| DATASET RECORDS |
********

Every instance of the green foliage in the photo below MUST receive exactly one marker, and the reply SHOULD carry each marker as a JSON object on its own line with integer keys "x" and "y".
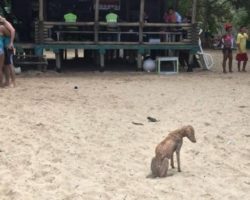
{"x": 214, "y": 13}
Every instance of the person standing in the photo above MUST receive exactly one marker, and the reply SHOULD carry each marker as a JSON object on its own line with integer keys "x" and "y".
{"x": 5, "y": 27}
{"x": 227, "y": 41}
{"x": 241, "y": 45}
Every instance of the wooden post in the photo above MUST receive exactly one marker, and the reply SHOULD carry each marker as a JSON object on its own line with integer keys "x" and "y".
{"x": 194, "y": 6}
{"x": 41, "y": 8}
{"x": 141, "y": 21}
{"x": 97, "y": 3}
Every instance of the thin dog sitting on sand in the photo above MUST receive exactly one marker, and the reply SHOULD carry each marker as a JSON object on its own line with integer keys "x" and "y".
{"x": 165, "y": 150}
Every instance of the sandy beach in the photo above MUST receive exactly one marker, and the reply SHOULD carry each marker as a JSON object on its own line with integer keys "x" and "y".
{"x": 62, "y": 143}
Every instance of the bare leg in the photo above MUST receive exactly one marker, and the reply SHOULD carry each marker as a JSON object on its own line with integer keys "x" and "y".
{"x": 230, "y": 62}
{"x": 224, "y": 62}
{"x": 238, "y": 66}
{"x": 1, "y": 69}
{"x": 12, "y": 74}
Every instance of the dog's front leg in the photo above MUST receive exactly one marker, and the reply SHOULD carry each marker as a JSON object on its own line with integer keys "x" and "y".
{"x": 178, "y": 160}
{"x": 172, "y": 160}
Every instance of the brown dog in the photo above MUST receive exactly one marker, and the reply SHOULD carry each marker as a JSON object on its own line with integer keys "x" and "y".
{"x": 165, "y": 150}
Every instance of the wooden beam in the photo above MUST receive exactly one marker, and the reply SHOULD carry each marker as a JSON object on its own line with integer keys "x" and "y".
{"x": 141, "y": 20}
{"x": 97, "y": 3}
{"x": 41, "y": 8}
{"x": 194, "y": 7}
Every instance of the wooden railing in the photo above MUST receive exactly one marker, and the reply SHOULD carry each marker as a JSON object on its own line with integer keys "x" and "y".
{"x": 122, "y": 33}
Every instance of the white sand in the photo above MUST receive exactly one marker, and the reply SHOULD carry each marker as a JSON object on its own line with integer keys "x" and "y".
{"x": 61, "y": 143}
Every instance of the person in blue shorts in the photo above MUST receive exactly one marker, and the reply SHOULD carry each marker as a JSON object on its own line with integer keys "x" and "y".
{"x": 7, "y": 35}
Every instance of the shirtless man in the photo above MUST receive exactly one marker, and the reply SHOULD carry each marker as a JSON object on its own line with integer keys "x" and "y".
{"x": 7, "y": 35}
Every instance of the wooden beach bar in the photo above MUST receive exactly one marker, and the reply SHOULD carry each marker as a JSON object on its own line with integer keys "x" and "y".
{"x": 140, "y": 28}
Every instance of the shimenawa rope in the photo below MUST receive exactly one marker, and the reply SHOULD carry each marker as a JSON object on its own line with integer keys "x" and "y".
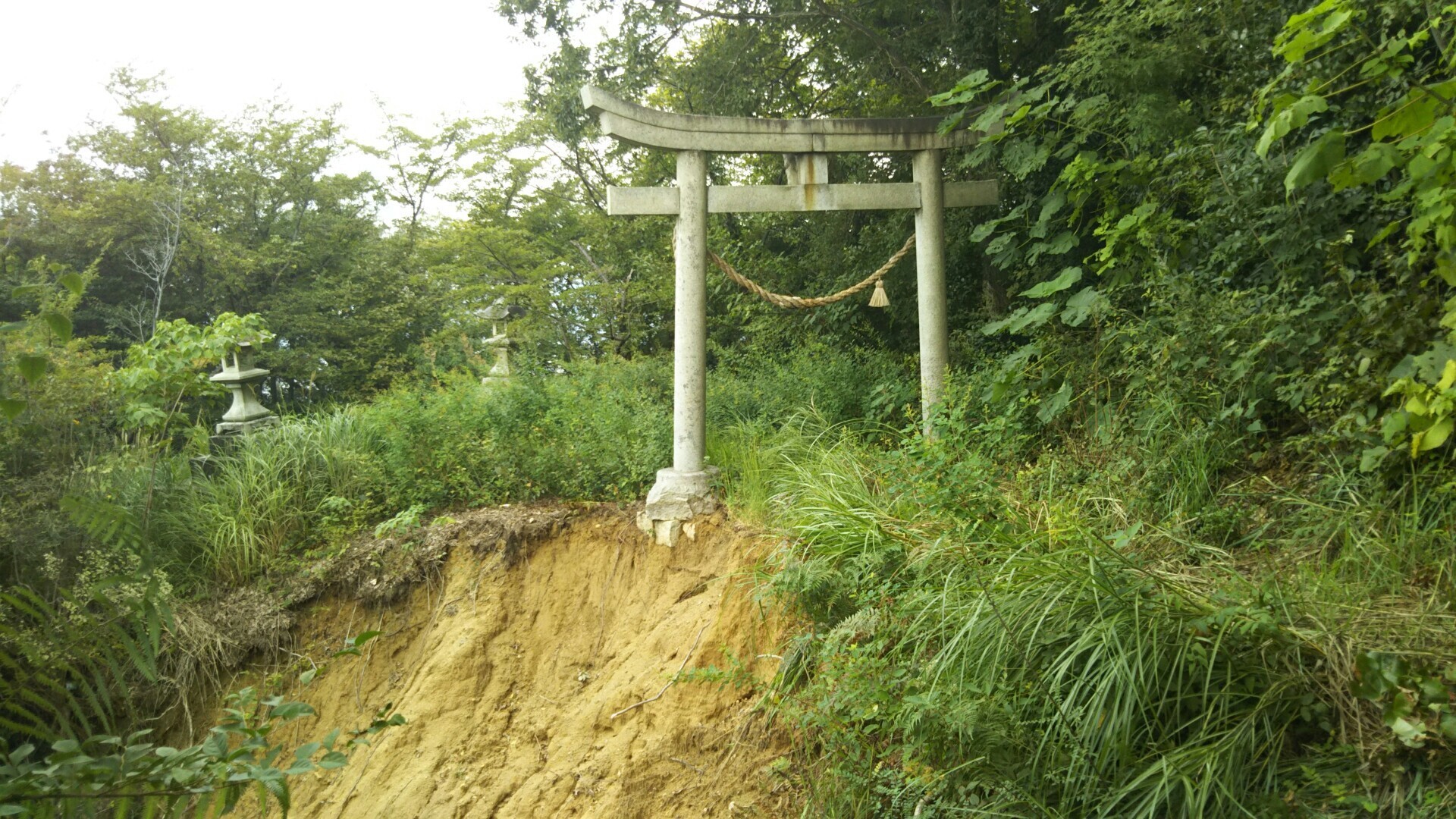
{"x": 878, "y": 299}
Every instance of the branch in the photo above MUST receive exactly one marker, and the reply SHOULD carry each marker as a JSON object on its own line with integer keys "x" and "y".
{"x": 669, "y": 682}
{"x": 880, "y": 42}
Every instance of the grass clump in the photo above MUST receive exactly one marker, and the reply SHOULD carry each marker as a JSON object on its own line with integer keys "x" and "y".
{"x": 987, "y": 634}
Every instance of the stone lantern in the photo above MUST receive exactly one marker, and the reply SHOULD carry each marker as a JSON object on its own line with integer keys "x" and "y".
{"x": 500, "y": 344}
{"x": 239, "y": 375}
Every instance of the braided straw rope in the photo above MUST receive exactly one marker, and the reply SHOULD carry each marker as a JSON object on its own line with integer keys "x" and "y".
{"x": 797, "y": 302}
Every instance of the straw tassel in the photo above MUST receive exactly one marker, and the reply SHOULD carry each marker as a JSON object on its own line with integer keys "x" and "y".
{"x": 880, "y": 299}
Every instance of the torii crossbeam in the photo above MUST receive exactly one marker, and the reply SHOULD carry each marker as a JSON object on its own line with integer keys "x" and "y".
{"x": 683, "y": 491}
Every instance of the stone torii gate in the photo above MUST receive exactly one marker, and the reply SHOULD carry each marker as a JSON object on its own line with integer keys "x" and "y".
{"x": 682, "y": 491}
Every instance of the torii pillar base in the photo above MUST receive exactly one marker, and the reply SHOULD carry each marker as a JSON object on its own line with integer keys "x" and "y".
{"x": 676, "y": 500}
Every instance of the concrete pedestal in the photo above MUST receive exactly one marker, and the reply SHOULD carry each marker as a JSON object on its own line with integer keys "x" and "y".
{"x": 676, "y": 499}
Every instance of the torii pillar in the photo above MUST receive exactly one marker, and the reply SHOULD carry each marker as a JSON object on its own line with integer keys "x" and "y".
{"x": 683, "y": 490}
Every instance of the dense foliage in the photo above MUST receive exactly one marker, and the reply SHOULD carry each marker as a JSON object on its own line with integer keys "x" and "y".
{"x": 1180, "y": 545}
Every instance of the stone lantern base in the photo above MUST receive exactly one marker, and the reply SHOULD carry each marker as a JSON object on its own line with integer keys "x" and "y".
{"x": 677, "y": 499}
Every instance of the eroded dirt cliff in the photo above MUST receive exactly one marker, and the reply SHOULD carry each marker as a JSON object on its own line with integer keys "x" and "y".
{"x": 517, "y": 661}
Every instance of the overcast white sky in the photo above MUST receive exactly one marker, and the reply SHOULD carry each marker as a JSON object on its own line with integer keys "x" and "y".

********

| DIRECTIONS |
Reproduce the whole listing exactly, but not the images in it.

| FINAL ANSWER |
Every instance of the green foliage in the photo below MUST receive exactly one marker, and the reply SHOULD carry each marker as a JSON object on its own line with integer keys "x" and "y".
{"x": 214, "y": 13}
Every instance of the person standing in the photo above MUST receive exactly one marker, and the reply SHOULD carry each marker as a JSON object on its own line with integer keys "x" and "y".
{"x": 5, "y": 27}
{"x": 227, "y": 41}
{"x": 241, "y": 45}
Every instance of the wooden post in the photo above MUST receive exactly one marker, and the reply SHOULD carry each marker as a JSON object on its own line with integer keys "x" and "y".
{"x": 194, "y": 6}
{"x": 41, "y": 8}
{"x": 141, "y": 21}
{"x": 97, "y": 3}
Every instance of the thin dog sitting on sand in the photo above MUST receive exactly one marker, and the reply SHOULD carry each marker as a JSON object on its own line with integer keys "x" and "y".
{"x": 165, "y": 150}
Every instance of the sandy beach in the photo above MUST receive exactly one marker, and the reply SHOULD carry each marker as a JSON object on its own line with integer keys "x" and "y".
{"x": 62, "y": 143}
Every instance of the bare leg in the photo above MUST receive exactly one marker, and the reply SHOULD carry each marker as a JSON object on its own line with integer keys "x" and "y".
{"x": 230, "y": 62}
{"x": 224, "y": 62}
{"x": 238, "y": 66}
{"x": 1, "y": 69}
{"x": 12, "y": 74}
Every instance of the dog's front leg in the photo above MUST receive exactly one marker, and the reply SHOULD carry each marker as a JSON object on its own line with integer keys "x" and "y".
{"x": 178, "y": 160}
{"x": 172, "y": 160}
Every instance of the brown dog in the photo above MUST receive exactly one marker, and the reply SHOULD carry each marker as a JSON object on its own line with integer keys "x" and "y".
{"x": 165, "y": 150}
Every instance of the wooden beam in the photo above MUST receive exactly one marker, and the reply SHOULD carry each marker as a JSON object on its own line with integer keys "x" and "y".
{"x": 141, "y": 20}
{"x": 97, "y": 3}
{"x": 41, "y": 8}
{"x": 194, "y": 7}
Every instance of the wooden railing in the photo above MUST receive exactly one marker, and the reply SHOULD carry each marker as a JSON object on its own line with integer keys "x" and "y".
{"x": 122, "y": 33}
Every instance of the white sand in the photo above MUST receive exactly one marker, and the reply SHOULD carry each marker as a JSON object on its own line with integer keys "x" and "y".
{"x": 61, "y": 143}
Every instance of the person in blue shorts in the photo above MUST receive exactly one marker, and the reply SHOULD carry each marker as a JSON object on its own line with integer keys "x" and "y".
{"x": 7, "y": 35}
Every instance of the shirtless man in the photo above MUST receive exactly one marker, and the reply SHOULD carry each marker as a JSON object on its own line with integer keys "x" and "y".
{"x": 7, "y": 35}
Every instance of the wooden beach bar in the photo above MUST receive exactly one marker, and the reply SHOULD carry each marker as a JSON object on its own line with integer keys "x" and "y".
{"x": 140, "y": 28}
Every instance of the shimenawa rope in the photo below MUST receive exactly one marker, and the reply SHOULD carry each marker as a JSON object on its own line with integer keys "x" and "y".
{"x": 878, "y": 299}
Every instance of the branch in the photo above MUST receive exactly one marker, and the reply SHOULD carry each marker as a JSON object on its own line with integer keys "x" and "y".
{"x": 669, "y": 682}
{"x": 880, "y": 42}
Every instance of the grass clump in the photo above MUST receive exactly one marker, and the reply SHOULD carry each marker as a JSON object on its own line with integer keys "x" and "y".
{"x": 987, "y": 634}
Every instance of the stone lantern in the photo above MUST receive exactly one marker, and the reply SHOULD carry each marker as a JSON object on its own line with integer keys "x" and "y".
{"x": 500, "y": 344}
{"x": 239, "y": 375}
Every instance of the braided straw rope in the photo above MUST receive exactly one marker, and the reply SHOULD carry each marker as a JSON object on its own line with integer keys "x" and "y".
{"x": 797, "y": 302}
Every instance of the straw tassel in the photo above MUST receive exactly one marker, and the reply SHOULD carry each marker as a JSON object on its own line with integer keys "x" and "y".
{"x": 880, "y": 299}
Every instance of the torii crossbeam in the photo above MUST receive exactly one marker, and the reply SHOULD carry each marker as a JSON object on its own line with integer keys "x" and "y".
{"x": 683, "y": 491}
Every instance of the stone torii gate in the photo above MUST receive exactly one marker, and the reply SHOULD carry each marker as a JSON object on its own line with integer keys "x" and "y".
{"x": 682, "y": 491}
Every instance of the torii pillar base in the photo above MUST receive exactly one marker, and the reply SHOULD carry each marker as a JSON object on its own line with integer keys "x" and "y".
{"x": 676, "y": 500}
Every instance of the concrete pedestal in the photo above MUST receive exactly one marker, and the reply SHOULD carry each marker as a JSON object on its own line with integer keys "x" and "y".
{"x": 676, "y": 499}
Every instance of the torii pillar in the photo above MUST receive exactly one marker, and the reply SHOULD carry each marker as a JSON object on its own line with integer keys "x" and "y".
{"x": 683, "y": 490}
Every instance of the dense foliage in the photo above MUST receive exactly one marker, and the reply SHOULD carry each marker as a JSON object on its own line with integer keys "x" and "y".
{"x": 1180, "y": 545}
Every instance of the stone lantern base in the photo above MUST receive exactly one marker, and the reply SHOULD carry each marker as a JSON object on its own line with integer keys "x" and "y".
{"x": 677, "y": 499}
Every instance of the eroded dirt cliff in the photo above MUST receive exactly one marker, and the reply SHOULD carry each marker as a JSON object on its own line with integer keys "x" and "y".
{"x": 517, "y": 661}
Every instance of the overcast white sky in the photo above MUST receive exactly one marker, and the reply SHOULD carry each marker as a JSON object on its own line with integer keys "x" and "y".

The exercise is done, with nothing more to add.